◆ **The problem**: An exact reproduction of all entries is required.

= Beginning of Section =

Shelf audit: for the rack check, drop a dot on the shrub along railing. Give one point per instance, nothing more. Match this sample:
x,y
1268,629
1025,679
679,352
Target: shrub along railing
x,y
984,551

= End of Section =

◆ **Solution below**:
Shelf audit: for the rack check, drop a dot on the shrub along railing. Give one point per instance, nothing more. Match this sample:
x,y
1268,629
1025,679
679,352
Target: shrub along railing
x,y
984,551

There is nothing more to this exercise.